▶ **EXERCISE DETAILS**: Show each line in the items below that contains the string "roof". Uppercase and lowercase count as different.

(Detection annotation records)

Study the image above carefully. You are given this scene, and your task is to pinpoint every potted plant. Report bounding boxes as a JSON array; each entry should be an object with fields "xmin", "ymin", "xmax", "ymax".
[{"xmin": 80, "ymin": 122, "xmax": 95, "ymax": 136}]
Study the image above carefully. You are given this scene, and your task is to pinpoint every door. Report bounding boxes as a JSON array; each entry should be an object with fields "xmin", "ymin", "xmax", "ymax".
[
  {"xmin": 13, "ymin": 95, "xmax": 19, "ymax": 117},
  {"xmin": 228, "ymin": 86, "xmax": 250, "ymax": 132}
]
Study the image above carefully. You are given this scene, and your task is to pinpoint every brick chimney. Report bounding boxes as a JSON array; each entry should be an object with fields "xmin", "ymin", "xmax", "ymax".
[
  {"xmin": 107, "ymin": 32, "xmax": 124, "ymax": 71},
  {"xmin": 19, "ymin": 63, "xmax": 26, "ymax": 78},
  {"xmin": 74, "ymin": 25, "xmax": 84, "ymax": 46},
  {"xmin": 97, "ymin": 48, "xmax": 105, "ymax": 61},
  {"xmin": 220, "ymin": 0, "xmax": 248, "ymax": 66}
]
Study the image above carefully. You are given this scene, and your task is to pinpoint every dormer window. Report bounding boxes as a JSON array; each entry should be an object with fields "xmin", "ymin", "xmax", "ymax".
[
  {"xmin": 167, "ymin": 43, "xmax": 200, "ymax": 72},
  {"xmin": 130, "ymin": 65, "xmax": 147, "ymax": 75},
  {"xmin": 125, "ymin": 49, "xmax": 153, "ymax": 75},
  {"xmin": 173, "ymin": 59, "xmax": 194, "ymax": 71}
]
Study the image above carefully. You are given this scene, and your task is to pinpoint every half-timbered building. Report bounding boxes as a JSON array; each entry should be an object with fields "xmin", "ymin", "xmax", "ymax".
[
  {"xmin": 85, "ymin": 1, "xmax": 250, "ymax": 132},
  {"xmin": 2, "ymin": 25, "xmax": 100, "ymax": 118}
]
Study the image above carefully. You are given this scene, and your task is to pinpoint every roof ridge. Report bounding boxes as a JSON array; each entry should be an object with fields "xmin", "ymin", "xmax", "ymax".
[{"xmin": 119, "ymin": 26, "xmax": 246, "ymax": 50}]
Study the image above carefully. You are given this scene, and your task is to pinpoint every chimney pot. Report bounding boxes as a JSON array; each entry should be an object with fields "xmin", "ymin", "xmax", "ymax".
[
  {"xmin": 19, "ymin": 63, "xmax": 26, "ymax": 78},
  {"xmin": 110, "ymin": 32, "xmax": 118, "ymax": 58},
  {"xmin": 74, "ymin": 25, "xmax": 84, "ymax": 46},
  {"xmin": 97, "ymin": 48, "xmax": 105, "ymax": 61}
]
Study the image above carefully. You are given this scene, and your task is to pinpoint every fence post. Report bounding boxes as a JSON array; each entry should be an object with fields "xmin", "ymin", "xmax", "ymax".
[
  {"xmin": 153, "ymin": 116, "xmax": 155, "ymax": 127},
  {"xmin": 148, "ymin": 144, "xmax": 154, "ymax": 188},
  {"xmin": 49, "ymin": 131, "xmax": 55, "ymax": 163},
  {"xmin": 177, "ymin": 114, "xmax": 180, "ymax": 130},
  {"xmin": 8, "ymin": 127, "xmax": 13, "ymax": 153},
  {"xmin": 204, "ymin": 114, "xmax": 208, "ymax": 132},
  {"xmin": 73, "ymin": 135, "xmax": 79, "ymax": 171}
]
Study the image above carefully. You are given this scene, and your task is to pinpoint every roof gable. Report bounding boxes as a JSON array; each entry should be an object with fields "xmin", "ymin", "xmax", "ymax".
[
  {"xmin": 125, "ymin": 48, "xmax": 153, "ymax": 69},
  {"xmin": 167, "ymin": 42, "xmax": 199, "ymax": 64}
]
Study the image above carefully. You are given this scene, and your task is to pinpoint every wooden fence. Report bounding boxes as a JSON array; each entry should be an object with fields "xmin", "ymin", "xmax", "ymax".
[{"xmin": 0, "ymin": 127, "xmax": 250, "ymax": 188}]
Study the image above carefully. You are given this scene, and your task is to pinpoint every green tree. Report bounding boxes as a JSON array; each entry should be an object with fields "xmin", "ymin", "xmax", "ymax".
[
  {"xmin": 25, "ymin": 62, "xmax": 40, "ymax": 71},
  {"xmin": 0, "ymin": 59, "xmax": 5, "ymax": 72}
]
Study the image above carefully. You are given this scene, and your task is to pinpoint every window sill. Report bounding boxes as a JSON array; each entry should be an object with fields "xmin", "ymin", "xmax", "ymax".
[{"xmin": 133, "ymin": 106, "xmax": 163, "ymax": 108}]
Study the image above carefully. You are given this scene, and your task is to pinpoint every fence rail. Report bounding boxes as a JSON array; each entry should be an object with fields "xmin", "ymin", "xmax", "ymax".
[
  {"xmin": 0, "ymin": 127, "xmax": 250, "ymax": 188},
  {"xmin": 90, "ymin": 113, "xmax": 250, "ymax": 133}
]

▶ **FINISHED TASK**:
Study the image above carefully. You are given this scene, and your task is to pinpoint every roof ridge. Report bounding boxes as a JSON array; each entry should be an object with fields "xmin", "ymin", "xmax", "ymax".
Study the image above carefully. You are given this scene, and your task is to pinpoint every roof gable. Report bounding boxes as a JSON array; each entry should be an object with fields "xmin", "ymin", "xmax", "ymax".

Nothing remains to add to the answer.